Bagian Dokumen:

JAKARTA,FP.COM- Persoalan pengelolaan hutan seperti jam tangan, terlihat simpel dengan hanya tiga jarum yang berputar, tapi mesin di belakang yang tidak terlihat mata dengan komponen rumit dan kompleks yang menentukan ketika jarum itu bergerak.
Pernyataan ini disampaikan Gubernur Papua Barat, Drs. Dominggus Mandacan, M.Si melalui Wakil Gubernur Mohamad Lakotani,SH,M.Si ketika memberikan sambutan pada pembukaan pertemuan para pihak membahas Rancangan Undang-Undang (RUU) Hubungan Keuangan Pusat dan Daerah (HKPD) terkait Dana Alokasi Umum (DAU) mempertimbangkan luasan luas wilayah hutan, di The Sultan Hotel Jakarta, Selasa (30/11/2021).
Ketiga jarum itu, kata Lakotani, mewakili leadership dan SDM yang tangguh, tata kelola yang mempertimbangkan aspek sosial, ekonomi dan lingkungan dan yang terakhir pendanaan yang berkelanjutan. “Semoga komponen ini dapat kita perkuat sebagai salah satu solusi pembangunan kehutanan di provinsi-provinsi dengan tutupan hutan tinggi,” ujarnya.
Dijelaskan, menyusun undang-undang membutuhkan waktu dan pembahasan yang lama. Tantangan besar ini dapat dihadapi dengan bersatu meyakinkan bahwa melindungi dan pemanfaatkan hutan secara berkelanjutan didukung dengan pendanaan yang cukup dan berkelanjutan sehingga undang-undang ini akan memihak kepada keselamatan lingkungan dan kesejahteraan masyarakat.
Mohamad Lakotani berharap, pertemuan ini dapat menghasilkan rumusan langkah-langkah bersama dalam upaya dukungan pendanaan kepada provinsi dan kabupaten berhutan melalui pembahasan RUU HKPD ini.

Data yang Diberikan:
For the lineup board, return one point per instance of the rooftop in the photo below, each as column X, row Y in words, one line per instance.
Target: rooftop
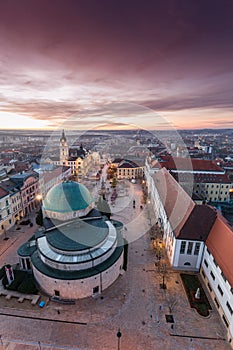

Daftar Tugas:
(1) Tuliskan ulang sebagian berita tentang pengelolaan hutan di atas, mulai dari kata-kata yang memuat "Ketiga jarum itu, kata", dan berhenti setelah "dan kesejahteraan masyarakat.".
(2) Teruskan berita tentang pendanaan hutan dalam RUU HKPD, mulai sesudah kalimat terakhir yang ada.

Hasil Tugas:
(1)
Ketiga jarum itu, kata Lakotani, mewakili leadership dan SDM yang tangguh, tata kelola yang mempertimbangkan aspek sosial, ekonomi dan lingkungan dan yang terakhir pendanaan yang berkelanjutan. “Semoga komponen ini dapat kita perkuat sebagai salah satu solusi pembangunan kehutanan di provinsi-provinsi dengan tutupan hutan tinggi,” ujarnya.
Dijelaskan, menyusun undang-undang membutuhkan waktu dan pembahasan yang lama. Tantangan besar ini dapat dihadapi dengan bersatu meyakinkan bahwa melindungi dan pemanfaatkan hutan secara berkelanjutan didukung dengan pendanaan yang cukup dan berkelanjutan sehingga undang-undang ini akan memihak kepada keselamatan lingkungan dan kesejahteraan masyarakat.

(2)
Adapun tiga tujuan pertemuan membahas RUU HKPD, yaitu pertama, menyampaikan kepada pemerintah aspirasi provinsi dan kabupaten dengan wilayah tutupan hutan tentang masukan untuk perbaikan RUU HKPD berkaitan dengan dana alokasi umum mempertimbangkan luas wilayah tutupan hutan daerah
Kedua, mendengarkan dan mendiskusikan pandangan pemerintah bersama Komisi XI, Dewan Perwakilan Rakyat (DPR) RI, Komisi IV Dewan Perwakilan Daerah (DPD) RI, dan ilmuwan (Badan Riset dan Inovasi Nasional), tentang aspirasi provinsi dan kabupaten dengan wilayah tutupan hutan dari seluruh Indonesia untuk perbaikan DAU dalam RUU HKPD.
Ketiga, menghasilkan rekomendasi dan rencana tindak lanjut bersama untuk RUU HKPD.
Pada saat ini, DPR-RI tengah membahas RUU HKPD yang akan mengatur Dana Alokasi Umum (DAU) untuk daerah ke depan, menggantikan pengaturan DAU saat ini. DPR RI akan merevisi UU terkait DAU termasuk merevisi rumusan, cara dan indikator penghitungan kemampuan fiskal, kebutuhan fiskal, dan celah fiskal daerah dalam DAU. RUU HKPD merupakan usulan pemerintah kepada DPR RI. Perampungan RUU HKPD melibatkan DPD RI dalam proses triparti.
Revisi UU HKPD ini adalah kesempatan baik bagi daerah yang memiliki wilayah tutupan hutan, seperti Provinsi Aceh, Kalimantan Utara, Papua dan Papua Barat. Juga Kabupaten Kepulauan Mentawai (Sumbar), Pesisir Barat (Lampung), Kutai Barat (Kaltim), Murung Raya (Kalteng), Kapuas Hulu (Kalbar), Morowali (Sulteng), dan Kolaka (Sultra).
DAU dalam UU HKPD nanti berpeluang untuk memenuhi keadilan fiskal dan keadilan ekologis bagi daerah-daerah dengan tutupan hutan. Tentang keadilan fiskal, seperti ditunjukkan di atas, tutupan hutan dalam perhitungan DAU menurunkan ketimpangan fiskal antar daerah (baik antar provinsi maupun antar kabupaten/kota). Terkait keadilan ekologis, ini adalah bentuk pengakuan (recognition) atas sumbangan daerah dengan tutupan hutan bagi kebaikan kita bersama. Dengan DAU yang mempertimbangkan tutupan hutan, pengakuan tersebut dapat diwujudkan dengan menutup celah fiskal daerah-daerah dengan tutupan hutan tersebut melalui peningkatan kemampuan fiskal mereka dalam mengimbangi naiknya kebutuhan fiskal mereka untuk menjaga tutupan hutan.
“ Kalau komitmen kita kuat dan bersama kita dorong, maka bukan hal yang mustahil untuk diterima oleh Pemerintah Pusat. Ini penting, bukan saja dalam hal DAU, tapi juga untuk kelangsungan hidup generasi yang akan datang,” ujar Lakotani.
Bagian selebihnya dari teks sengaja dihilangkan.